» **Aim of the task**: Rewrite the data from the line that has "task: segment instances" through the line that has "<instances>", changing "table leg" to "chair leg" and leaving everything else as it is.

» **Records to use**:
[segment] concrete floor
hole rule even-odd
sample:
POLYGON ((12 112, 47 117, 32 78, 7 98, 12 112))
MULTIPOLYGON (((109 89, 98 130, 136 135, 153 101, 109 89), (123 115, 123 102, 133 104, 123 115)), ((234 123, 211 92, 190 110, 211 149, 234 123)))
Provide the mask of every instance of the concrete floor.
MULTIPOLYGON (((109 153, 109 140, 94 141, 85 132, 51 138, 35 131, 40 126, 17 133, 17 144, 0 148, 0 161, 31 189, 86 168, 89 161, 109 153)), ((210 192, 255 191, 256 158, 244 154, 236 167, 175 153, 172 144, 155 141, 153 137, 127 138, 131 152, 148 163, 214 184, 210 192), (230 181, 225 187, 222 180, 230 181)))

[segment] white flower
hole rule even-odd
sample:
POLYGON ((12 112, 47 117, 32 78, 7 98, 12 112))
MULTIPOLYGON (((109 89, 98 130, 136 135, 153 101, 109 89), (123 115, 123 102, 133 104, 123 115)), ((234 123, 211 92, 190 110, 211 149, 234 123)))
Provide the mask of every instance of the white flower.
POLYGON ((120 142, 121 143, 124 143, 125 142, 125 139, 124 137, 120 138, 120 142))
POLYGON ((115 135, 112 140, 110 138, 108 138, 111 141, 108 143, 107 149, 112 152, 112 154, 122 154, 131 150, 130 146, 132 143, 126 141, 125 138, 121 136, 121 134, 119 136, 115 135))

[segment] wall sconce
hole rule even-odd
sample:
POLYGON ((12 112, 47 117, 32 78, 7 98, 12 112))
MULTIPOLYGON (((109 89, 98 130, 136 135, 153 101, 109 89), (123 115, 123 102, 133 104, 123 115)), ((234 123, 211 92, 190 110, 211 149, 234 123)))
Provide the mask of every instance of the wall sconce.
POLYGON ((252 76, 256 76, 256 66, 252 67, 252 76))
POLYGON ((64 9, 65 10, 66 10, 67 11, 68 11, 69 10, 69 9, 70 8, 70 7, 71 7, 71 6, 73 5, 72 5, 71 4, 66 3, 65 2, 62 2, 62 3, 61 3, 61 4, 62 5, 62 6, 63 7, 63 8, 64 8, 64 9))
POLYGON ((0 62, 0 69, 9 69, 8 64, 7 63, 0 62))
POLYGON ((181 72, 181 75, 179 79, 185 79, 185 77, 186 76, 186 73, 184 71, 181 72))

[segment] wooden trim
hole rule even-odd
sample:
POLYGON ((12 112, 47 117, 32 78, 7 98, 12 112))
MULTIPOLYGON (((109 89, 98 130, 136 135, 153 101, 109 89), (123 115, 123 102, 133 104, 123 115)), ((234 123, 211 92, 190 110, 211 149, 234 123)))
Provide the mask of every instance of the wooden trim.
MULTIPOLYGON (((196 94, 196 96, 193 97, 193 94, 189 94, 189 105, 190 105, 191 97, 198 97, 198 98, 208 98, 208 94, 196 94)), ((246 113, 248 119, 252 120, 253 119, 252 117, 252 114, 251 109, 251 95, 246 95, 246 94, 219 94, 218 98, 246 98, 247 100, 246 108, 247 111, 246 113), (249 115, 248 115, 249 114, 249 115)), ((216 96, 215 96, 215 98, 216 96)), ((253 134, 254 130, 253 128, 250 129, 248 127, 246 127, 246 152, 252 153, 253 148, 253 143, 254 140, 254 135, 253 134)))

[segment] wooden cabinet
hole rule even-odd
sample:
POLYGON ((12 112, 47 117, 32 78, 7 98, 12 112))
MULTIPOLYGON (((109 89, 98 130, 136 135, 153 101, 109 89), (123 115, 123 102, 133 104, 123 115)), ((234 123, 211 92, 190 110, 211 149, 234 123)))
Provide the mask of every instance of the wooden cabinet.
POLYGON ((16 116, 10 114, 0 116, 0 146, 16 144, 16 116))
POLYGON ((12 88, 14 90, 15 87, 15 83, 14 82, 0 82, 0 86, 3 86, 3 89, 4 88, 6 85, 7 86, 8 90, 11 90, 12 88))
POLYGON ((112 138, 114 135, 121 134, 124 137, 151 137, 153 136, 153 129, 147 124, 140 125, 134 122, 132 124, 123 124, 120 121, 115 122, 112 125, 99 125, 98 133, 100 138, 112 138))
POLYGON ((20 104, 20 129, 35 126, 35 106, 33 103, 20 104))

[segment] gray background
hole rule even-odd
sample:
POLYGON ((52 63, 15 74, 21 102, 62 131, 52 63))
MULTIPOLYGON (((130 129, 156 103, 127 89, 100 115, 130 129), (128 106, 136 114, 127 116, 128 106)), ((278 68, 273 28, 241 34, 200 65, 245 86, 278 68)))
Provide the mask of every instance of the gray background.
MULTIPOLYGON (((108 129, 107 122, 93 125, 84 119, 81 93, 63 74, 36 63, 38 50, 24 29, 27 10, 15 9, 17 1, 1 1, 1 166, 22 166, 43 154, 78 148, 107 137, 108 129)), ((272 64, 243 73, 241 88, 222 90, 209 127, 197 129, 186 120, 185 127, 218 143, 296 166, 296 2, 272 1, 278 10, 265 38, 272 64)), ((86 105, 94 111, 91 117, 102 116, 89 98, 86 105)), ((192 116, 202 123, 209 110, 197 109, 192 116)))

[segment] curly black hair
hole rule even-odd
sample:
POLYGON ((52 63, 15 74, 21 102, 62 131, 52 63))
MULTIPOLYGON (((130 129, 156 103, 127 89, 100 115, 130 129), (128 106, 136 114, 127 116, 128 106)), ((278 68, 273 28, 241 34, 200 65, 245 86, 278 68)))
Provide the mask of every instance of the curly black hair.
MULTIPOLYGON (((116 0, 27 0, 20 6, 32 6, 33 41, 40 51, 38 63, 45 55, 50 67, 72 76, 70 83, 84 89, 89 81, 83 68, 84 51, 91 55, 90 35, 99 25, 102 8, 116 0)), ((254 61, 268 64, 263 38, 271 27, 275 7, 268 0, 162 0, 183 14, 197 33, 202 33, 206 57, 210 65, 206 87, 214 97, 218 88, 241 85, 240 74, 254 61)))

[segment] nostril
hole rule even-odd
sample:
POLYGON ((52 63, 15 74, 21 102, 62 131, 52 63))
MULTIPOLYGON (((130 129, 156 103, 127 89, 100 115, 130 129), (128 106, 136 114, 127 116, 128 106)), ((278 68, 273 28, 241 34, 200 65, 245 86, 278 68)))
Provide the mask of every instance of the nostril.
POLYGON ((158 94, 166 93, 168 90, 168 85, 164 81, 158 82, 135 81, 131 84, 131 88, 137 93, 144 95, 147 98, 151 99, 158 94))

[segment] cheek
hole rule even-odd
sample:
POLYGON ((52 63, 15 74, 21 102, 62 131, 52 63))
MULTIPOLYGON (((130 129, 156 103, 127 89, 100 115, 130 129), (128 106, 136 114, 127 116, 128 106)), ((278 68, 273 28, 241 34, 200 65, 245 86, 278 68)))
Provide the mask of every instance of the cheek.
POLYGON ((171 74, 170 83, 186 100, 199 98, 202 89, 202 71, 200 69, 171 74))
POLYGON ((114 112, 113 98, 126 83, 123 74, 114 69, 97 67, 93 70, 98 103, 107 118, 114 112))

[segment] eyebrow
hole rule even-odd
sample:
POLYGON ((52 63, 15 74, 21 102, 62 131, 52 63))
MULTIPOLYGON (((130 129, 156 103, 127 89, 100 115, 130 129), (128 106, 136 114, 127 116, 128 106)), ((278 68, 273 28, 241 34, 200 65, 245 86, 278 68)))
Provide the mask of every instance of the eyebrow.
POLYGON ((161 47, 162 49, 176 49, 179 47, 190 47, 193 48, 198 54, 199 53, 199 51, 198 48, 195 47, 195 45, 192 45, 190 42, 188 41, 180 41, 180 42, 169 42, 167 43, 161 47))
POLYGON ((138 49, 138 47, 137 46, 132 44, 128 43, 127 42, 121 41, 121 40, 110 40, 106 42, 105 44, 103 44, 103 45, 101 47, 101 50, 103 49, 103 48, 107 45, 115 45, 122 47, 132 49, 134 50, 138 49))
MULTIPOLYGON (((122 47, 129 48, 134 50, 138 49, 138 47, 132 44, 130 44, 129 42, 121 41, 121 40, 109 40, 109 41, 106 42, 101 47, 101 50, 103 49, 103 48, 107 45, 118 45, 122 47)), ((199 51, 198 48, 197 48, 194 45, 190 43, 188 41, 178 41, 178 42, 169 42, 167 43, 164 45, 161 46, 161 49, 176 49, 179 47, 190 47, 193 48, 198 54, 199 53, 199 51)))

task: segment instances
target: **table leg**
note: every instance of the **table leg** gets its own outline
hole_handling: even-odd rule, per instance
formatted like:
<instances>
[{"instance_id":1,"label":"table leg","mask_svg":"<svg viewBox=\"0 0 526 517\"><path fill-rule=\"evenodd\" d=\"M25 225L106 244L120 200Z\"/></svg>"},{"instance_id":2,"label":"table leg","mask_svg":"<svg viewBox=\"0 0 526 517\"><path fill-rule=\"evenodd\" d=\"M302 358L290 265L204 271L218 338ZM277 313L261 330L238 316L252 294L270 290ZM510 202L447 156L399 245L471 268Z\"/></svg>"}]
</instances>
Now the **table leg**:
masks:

» **Output**:
task: segment instances
target: **chair leg**
note: every instance of the **chair leg** gets its own outline
hole_handling: even-odd rule, per instance
formatted like:
<instances>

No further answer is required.